EXERCISE AIM
Keep each line of the material that includes "winter", and leave out the rest.
┏━━
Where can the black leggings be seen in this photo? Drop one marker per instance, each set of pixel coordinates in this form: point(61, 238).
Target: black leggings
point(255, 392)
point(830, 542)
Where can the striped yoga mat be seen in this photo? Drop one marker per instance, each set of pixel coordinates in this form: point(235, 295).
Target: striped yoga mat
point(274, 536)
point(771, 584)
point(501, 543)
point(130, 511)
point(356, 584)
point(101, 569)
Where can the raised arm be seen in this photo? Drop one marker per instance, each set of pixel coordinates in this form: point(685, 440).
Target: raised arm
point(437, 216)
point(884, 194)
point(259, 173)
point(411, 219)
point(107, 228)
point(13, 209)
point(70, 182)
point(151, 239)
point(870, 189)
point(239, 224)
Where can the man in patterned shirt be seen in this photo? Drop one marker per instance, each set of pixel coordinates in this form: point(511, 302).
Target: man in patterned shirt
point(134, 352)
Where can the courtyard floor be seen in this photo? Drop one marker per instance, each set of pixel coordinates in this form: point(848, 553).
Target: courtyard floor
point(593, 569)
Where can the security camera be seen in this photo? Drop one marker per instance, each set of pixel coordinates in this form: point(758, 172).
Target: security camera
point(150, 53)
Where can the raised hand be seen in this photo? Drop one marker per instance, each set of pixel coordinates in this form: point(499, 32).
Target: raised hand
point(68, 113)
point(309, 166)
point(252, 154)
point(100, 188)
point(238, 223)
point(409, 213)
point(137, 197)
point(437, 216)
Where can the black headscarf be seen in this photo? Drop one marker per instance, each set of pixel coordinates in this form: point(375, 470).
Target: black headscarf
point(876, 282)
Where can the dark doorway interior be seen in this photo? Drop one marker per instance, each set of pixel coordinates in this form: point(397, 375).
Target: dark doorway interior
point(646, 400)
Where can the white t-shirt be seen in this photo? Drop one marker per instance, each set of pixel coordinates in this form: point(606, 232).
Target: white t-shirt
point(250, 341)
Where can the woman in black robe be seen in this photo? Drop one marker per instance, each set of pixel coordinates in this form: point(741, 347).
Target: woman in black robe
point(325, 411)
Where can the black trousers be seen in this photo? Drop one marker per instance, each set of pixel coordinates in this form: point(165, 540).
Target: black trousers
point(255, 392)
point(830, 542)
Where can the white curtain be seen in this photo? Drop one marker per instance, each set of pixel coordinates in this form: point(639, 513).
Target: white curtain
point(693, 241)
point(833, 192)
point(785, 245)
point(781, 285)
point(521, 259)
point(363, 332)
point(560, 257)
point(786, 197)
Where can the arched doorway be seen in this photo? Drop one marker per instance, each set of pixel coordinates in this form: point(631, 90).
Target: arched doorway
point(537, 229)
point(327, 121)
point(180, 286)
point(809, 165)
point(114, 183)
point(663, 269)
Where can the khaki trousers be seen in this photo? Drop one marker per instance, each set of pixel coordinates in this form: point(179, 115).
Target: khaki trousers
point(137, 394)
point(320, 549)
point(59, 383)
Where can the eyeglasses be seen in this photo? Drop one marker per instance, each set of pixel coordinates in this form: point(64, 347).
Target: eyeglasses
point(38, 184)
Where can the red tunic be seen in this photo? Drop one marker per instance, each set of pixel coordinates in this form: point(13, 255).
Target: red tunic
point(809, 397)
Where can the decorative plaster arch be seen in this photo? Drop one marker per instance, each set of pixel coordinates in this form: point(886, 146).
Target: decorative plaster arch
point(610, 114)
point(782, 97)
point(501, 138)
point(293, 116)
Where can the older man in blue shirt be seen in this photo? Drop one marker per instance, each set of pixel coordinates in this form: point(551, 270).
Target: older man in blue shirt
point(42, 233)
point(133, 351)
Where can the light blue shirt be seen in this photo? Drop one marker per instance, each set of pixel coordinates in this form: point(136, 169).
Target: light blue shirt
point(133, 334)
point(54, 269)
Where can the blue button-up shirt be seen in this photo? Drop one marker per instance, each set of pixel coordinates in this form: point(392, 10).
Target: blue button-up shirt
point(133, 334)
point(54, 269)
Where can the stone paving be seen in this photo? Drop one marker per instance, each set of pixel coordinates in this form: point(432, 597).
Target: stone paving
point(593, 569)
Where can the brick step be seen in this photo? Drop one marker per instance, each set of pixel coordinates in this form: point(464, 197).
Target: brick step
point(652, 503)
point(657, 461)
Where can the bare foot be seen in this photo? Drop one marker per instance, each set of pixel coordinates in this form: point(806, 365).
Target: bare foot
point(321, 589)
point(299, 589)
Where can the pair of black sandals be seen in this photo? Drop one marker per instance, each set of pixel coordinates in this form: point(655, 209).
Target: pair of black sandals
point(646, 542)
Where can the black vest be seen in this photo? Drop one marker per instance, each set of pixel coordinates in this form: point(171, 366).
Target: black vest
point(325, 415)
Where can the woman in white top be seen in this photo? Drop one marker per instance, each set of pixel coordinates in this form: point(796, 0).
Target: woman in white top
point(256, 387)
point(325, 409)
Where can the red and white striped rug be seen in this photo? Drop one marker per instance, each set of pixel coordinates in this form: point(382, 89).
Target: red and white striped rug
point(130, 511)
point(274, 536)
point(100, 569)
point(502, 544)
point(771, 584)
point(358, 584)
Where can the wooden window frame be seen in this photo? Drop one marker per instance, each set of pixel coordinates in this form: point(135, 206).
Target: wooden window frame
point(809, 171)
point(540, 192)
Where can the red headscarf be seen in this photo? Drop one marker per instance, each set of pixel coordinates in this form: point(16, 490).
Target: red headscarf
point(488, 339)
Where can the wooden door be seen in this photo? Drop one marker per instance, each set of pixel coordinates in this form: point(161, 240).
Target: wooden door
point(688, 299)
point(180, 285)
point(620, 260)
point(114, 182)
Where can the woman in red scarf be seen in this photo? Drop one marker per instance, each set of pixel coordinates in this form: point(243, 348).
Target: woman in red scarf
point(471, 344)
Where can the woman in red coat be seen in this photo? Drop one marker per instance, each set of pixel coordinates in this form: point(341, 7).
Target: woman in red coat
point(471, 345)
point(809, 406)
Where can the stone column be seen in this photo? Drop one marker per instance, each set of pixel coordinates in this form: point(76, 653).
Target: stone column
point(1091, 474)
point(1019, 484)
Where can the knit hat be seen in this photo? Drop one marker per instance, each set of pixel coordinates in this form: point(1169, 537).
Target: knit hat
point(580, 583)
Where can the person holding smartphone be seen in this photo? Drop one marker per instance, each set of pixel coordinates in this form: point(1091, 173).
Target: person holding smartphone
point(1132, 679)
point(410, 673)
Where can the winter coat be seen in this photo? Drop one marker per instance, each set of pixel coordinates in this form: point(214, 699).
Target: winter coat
┗━━
EXERCISE OUTPUT
Where can the winter coat be seen in this photo? Drop one marker per instance, each set of pixel coordinates in this form: point(214, 699).
Target: winter coat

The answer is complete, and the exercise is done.